With the ring and global/local bit, each task can only have 8191
segments (segment 0 is special). For the programs I was working on
at the time, I never ran into the limit.

Which currently popular systems allow for this?

-- glen

glen herrmannsfeldt · Feb 21, 2013

(snip, I wrote)

For the usual malloc() implementation, the linkage information is
stored before the data. (Array element [-1].) In that case, you are
safer going off the low end of an array than the high end.

Click to expand...

While most do store a header in front of the allocated block, many
also store at least a length at the end of the allocated area. That
gets used when the following block gets deallocated, and allows a
quick link back to the prior header to allow merging freed areas and
whatnot. Certainly not a universal design, but a common one.

I might have thought about a doubly linked list with both at the
front, but at the end works, too.

The OS/360 GETMAIN is unlike malloc/free in that you can free part
of an allocated region, beginning, end, or middle, and it can keep
track of what is allocated and what isn't. As well as I understand it,
the same routine is used to allocate memory for user programs as to
allocate regions for programs to run in. (That is, for MVT.)

-- glen

glen herrmannsfeldt · Feb 21, 2013

(snip)

I'm curious too. Certainly many systems provide debug versions of
malloc and friends which add sentinels and other things to help catch
overwrites, but that usually won't catch a spurious read, and even
spurious writes are often caught only well after they've happened
(better late than never, but...).

» **Stored data**

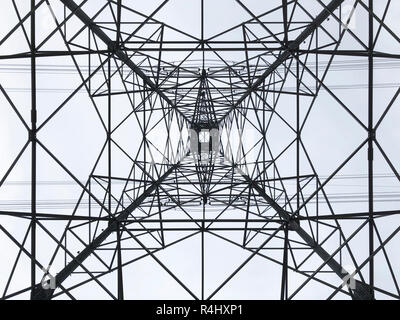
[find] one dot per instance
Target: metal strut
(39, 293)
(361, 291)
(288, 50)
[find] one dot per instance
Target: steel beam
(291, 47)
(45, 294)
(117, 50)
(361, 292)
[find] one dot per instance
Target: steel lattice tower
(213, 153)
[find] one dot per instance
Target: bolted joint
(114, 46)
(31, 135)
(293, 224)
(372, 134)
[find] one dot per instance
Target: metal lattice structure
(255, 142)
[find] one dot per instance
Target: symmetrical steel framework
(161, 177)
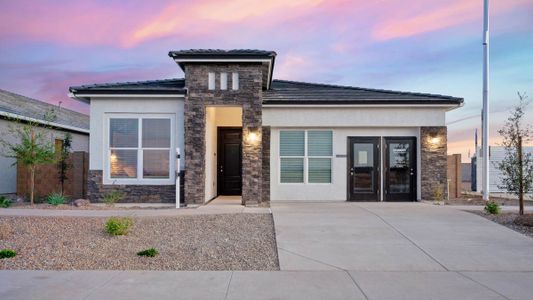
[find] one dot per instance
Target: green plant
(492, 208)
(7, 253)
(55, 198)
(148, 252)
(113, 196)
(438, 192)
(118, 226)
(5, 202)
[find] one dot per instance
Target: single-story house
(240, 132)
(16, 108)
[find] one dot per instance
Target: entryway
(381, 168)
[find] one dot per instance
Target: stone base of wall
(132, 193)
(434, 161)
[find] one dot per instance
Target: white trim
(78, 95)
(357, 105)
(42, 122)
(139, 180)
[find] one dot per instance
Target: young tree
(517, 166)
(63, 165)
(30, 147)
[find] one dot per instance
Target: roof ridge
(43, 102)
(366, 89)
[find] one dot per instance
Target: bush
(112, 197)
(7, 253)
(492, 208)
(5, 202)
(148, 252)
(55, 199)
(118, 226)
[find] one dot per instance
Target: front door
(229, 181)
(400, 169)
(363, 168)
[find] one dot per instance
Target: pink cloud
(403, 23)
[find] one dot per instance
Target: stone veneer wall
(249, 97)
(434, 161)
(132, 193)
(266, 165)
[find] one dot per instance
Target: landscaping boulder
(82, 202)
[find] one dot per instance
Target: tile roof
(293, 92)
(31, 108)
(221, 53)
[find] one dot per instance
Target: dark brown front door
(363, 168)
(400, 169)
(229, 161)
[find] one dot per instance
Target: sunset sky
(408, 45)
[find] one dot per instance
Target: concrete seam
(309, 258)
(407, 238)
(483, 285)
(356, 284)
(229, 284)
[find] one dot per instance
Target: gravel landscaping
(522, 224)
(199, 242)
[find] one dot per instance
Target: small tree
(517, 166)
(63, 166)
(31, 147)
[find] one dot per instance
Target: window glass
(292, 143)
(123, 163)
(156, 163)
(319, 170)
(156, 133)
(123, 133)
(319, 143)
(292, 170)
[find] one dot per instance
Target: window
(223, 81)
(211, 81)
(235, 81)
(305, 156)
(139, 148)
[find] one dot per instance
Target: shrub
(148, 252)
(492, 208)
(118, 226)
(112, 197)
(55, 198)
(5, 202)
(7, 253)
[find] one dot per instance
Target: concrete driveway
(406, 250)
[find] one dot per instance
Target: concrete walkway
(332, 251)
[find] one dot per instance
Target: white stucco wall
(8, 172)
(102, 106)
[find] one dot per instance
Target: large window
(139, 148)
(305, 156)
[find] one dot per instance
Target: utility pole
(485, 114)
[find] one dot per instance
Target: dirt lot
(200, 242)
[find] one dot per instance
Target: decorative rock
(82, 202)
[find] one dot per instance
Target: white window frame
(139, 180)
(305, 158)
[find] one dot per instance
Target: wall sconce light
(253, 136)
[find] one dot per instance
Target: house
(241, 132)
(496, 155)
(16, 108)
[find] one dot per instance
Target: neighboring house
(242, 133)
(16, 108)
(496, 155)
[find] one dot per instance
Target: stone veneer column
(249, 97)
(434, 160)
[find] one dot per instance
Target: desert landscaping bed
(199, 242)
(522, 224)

--

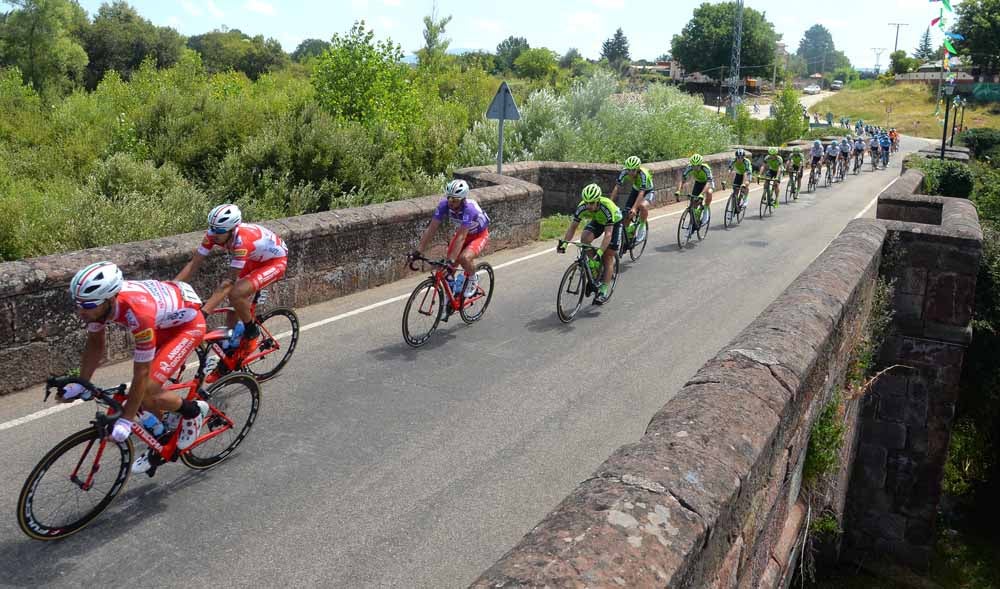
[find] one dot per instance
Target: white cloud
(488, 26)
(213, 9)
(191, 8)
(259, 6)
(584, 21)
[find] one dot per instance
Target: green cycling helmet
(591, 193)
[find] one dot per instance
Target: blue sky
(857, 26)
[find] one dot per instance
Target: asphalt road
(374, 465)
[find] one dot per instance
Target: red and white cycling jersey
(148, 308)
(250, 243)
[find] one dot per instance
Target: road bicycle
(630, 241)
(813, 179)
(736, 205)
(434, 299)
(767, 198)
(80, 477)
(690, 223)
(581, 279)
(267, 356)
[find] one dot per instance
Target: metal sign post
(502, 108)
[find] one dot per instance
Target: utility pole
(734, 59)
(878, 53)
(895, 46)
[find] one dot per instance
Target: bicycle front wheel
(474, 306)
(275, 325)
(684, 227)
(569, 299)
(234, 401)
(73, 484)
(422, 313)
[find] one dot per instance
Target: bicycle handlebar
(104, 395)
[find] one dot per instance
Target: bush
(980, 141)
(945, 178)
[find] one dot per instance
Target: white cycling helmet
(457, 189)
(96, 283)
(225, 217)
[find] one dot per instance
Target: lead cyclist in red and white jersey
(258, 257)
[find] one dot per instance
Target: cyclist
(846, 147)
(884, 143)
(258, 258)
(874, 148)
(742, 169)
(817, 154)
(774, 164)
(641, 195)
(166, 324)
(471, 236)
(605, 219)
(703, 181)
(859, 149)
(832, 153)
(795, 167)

» **Exercise brief**
Reproduce the passage of the memory allocation thread from "(snip, I wrote)" to "Click to expand...", word for word. The listing has no connection to the memory allocation thread.

» **Answer for the task**
(snip, I wrote)

For the usual malloc() implementation, the linkage information is
stored before the data. (Array element [-1].) In that case, you are
safer going off the low end of an array than the high end.

Click to expand...